Return the records in full, exactly as given.

■ EXTRACTED ENTRIES:

[start]

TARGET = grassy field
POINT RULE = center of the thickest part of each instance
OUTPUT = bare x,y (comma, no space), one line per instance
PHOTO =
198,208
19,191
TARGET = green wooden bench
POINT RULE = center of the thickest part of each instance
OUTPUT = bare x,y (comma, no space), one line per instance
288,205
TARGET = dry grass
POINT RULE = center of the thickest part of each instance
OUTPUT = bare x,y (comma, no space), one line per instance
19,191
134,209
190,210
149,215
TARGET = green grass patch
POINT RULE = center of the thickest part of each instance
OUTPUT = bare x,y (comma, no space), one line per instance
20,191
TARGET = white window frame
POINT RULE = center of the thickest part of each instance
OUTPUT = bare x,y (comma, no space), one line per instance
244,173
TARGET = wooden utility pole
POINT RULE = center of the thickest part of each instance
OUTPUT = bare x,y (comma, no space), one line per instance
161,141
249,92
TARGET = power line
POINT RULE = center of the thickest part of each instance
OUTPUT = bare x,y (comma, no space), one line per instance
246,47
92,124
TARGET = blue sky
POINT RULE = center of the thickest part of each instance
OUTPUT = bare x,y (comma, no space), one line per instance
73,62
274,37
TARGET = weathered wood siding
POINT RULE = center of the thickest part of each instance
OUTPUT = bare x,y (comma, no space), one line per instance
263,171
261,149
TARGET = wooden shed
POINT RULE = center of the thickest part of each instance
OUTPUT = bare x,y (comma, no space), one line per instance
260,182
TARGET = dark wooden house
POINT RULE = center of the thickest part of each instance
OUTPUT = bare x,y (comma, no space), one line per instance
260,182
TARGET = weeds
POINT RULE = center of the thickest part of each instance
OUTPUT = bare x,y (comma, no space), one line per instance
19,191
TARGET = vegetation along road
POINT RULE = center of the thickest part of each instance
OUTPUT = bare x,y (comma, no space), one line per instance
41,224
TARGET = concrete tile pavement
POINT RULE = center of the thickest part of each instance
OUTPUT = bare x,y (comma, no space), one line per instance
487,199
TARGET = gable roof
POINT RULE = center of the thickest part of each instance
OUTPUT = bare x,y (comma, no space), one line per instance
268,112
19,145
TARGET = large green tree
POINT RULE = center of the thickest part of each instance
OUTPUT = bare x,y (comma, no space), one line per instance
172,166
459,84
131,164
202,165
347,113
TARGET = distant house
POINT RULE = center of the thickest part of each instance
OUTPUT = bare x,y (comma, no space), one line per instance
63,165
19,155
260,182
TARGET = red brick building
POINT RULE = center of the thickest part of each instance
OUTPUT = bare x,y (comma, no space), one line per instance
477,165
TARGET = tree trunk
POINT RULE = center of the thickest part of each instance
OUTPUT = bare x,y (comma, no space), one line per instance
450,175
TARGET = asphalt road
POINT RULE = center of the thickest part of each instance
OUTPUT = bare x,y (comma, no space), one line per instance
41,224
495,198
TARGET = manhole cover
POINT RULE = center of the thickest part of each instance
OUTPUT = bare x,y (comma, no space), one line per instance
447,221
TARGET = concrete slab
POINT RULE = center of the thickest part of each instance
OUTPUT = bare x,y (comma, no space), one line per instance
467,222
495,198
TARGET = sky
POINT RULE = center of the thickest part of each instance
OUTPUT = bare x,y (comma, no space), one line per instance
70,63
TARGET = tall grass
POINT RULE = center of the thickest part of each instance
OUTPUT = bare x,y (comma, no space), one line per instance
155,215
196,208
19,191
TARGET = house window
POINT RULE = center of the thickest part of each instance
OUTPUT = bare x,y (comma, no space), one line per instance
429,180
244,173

[end]

■ TASK RESPONSE:
TARGET = grassy field
POINT RULE = center of the thickest part of each instance
OUTPUT = bare x,y (comma, no space), one line per instance
PHOTO =
198,208
19,191
TARGET = green wooden bench
POINT RULE = center of the thickest part of each instance
OUTPUT = bare x,y (comma, no space), one line per instance
288,205
TARGET = dry grass
POINT RULE = center of the thickest part of each instance
OUTPUT = bare x,y (comma, no space), one line per instance
19,191
134,209
190,210
149,215
TARGET = green grass patch
POINT RULE = center of the thickest part of each instance
OUTPUT = bare x,y (comma, no space), one line per instance
20,191
TARGET = white window frame
POINT RULE = center of the thickest part of each instance
OUTPUT = bare x,y (comma, no space), one line per instance
244,173
TARGET = wooden utility pole
POINT RULE = center of the thickest part of each instance
OUTPUT = bare x,y (comma, no space), one line per instance
161,141
249,92
TARGET = power line
POINT RULE = center of the thickest part of each instance
OUTPUT = bare x,y (comma, no space), one line per instance
246,47
92,124
TARGET = blue sky
POINT RULE = center of the thickest part of each instance
OUTPUT = bare x,y (comma, no space), one line per instance
73,62
274,37
TARGET = weathered wood siding
POINT RULE = center of the thickest part of each instance
OUTPUT = bare x,y (comma, no space), one line per instance
263,171
261,149
TARGET = wooden shed
POINT RULE = center of the thickest part of each instance
OUTPUT = bare x,y (comma, no space), one line per instance
260,182
TARGET = dark wooden house
POINT RULE = center of the thickest part of each instance
OUTPUT = bare x,y (comma, no space), one line per instance
260,182
TARGET = weeds
POINT RULE = center of the thickest part of each instance
OUTPUT = bare x,y (comma, no space), one line per instance
19,191
TARGET = vegetation along road
POINT RULE = center of the thickest part of each instance
OUTPUT = bare x,y (comma, no space), one line per instance
41,224
TARGET = concrete tile pavement
POINT RULE = center of the thickest part of each instance
OUTPUT = bare x,y (comma, no space), one line per instance
487,199
TARGET = gable roof
POINT RULE = center of the thickest part of each instance
OUTPUT = bare x,y (comma, no space), one line per instance
268,112
19,145
TARGET = large green tree
POINT RULE = center of the thickest part of each instance
OUTPUT = bare x,y (comma, no space), one line per instance
172,166
459,84
131,164
202,165
347,113
TARGET = distant house
POINT RULE = center of the thickest part of each instance
OUTPUT = bare x,y (comma, no space), one line per instance
63,165
19,155
260,182
TARGET = red brick building
POINT RULE = center of the thickest part of each instance
OUTPUT = bare x,y (comma, no space), one line per instance
477,165
TARGET = tree trunk
POINT RULE = center of the thickest part of each instance
OUTPUT = bare x,y (comma, no space), one line per instance
450,175
TARGET = asphalt road
POINT RULE = center of the thickest part of each instance
OUTPUT = bare x,y (comma, no space), one line per instance
41,224
495,198
TARGET = manhole cover
POINT RULE = center of the thickest part of each instance
OUTPUT = bare x,y (comma, no space), one line per instance
447,221
TARGET = concrete slab
POINT RULE = center of the thickest part of each instance
OUTPUT = bare x,y (comma, no space), one line per instance
467,222
495,198
TARGET = sky
POINT RULE = center of the thickest part of each instance
OUTPUT = bare x,y (comma, no space), one line per instance
70,63
TARGET = tall grass
POINT RULE = center of the thickest part of each instance
OUTPUT = bare x,y (comma, no space), one line per instance
155,215
196,208
19,191
TARGET = house window
POINT RULE = center of the thickest part of each instance
OUTPUT = bare x,y (comma, no space), one line per instance
429,180
244,173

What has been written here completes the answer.